[START]

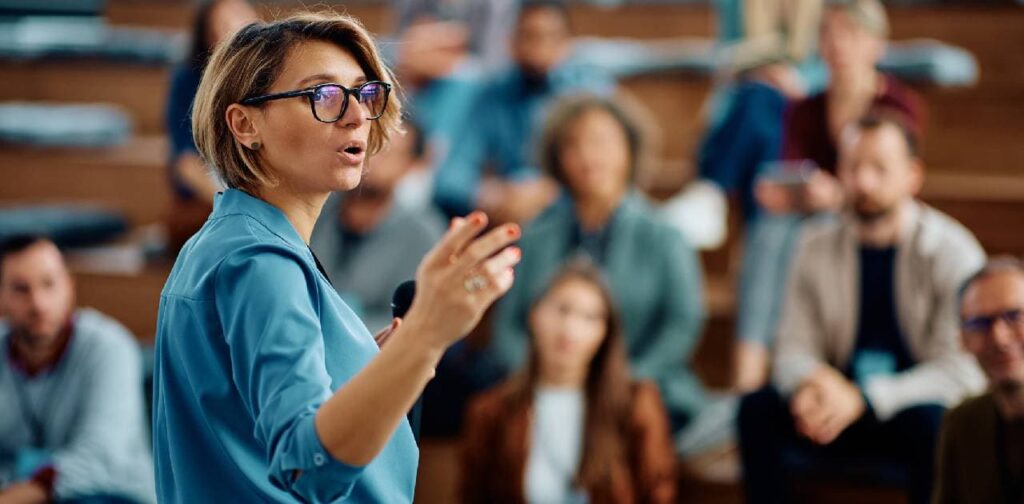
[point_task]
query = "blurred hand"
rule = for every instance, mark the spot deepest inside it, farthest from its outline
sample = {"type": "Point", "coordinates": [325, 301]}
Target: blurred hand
{"type": "Point", "coordinates": [460, 278]}
{"type": "Point", "coordinates": [825, 406]}
{"type": "Point", "coordinates": [382, 336]}
{"type": "Point", "coordinates": [820, 193]}
{"type": "Point", "coordinates": [783, 78]}
{"type": "Point", "coordinates": [774, 197]}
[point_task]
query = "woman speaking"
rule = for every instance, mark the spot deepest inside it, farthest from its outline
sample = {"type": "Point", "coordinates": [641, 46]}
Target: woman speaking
{"type": "Point", "coordinates": [267, 387]}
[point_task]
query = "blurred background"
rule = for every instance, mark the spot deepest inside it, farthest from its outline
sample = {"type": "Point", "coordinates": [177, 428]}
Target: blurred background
{"type": "Point", "coordinates": [87, 155]}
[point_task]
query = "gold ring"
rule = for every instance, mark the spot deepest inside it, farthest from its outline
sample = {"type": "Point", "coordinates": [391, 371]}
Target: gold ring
{"type": "Point", "coordinates": [474, 283]}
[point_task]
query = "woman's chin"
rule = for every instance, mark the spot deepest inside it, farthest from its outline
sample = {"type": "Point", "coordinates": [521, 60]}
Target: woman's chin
{"type": "Point", "coordinates": [347, 178]}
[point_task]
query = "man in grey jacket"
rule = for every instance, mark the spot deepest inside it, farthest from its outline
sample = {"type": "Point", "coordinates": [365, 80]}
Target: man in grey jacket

[END]

| Task details |
Without the pictures, copy the material exactly as given.

| Solution to the exercise |
[point_task]
query = "blurred hand"
rule = for every instance, mark the spot deepest inside it, farthest from its outline
sample = {"type": "Point", "coordinates": [325, 301]}
Target: blurred hand
{"type": "Point", "coordinates": [460, 278]}
{"type": "Point", "coordinates": [825, 406]}
{"type": "Point", "coordinates": [382, 336]}
{"type": "Point", "coordinates": [820, 193]}
{"type": "Point", "coordinates": [783, 78]}
{"type": "Point", "coordinates": [774, 197]}
[point_task]
query = "woman speaking"
rule = for every instance, mark the spot deepest inside it, farthest from its outline
sample = {"type": "Point", "coordinates": [641, 46]}
Target: woman speaking
{"type": "Point", "coordinates": [267, 387]}
[point_task]
query = "blurred background"
rule = for every instance, mark the spot deepest inside it, farthest from its outline
sample = {"type": "Point", "coordinates": [177, 428]}
Target: blurred background
{"type": "Point", "coordinates": [87, 155]}
[point_task]
query = "gold ring"
rule = for every instance, mark the spot deepest inside it, farthest from its outline
sample = {"type": "Point", "coordinates": [391, 371]}
Target: gold ring
{"type": "Point", "coordinates": [474, 283]}
[point_task]
query = "woman's chin"
rule = for every instance, mark the spot deepest inside it, farthest from its outline
sample = {"type": "Point", "coordinates": [521, 60]}
Target: woman's chin
{"type": "Point", "coordinates": [347, 178]}
[point_task]
query = "man in grey jacket"
rule = for every instance, mark the spot deepest inside it, farthest from its outline
sample = {"type": "Point", "coordinates": [365, 80]}
Target: man in grey jacket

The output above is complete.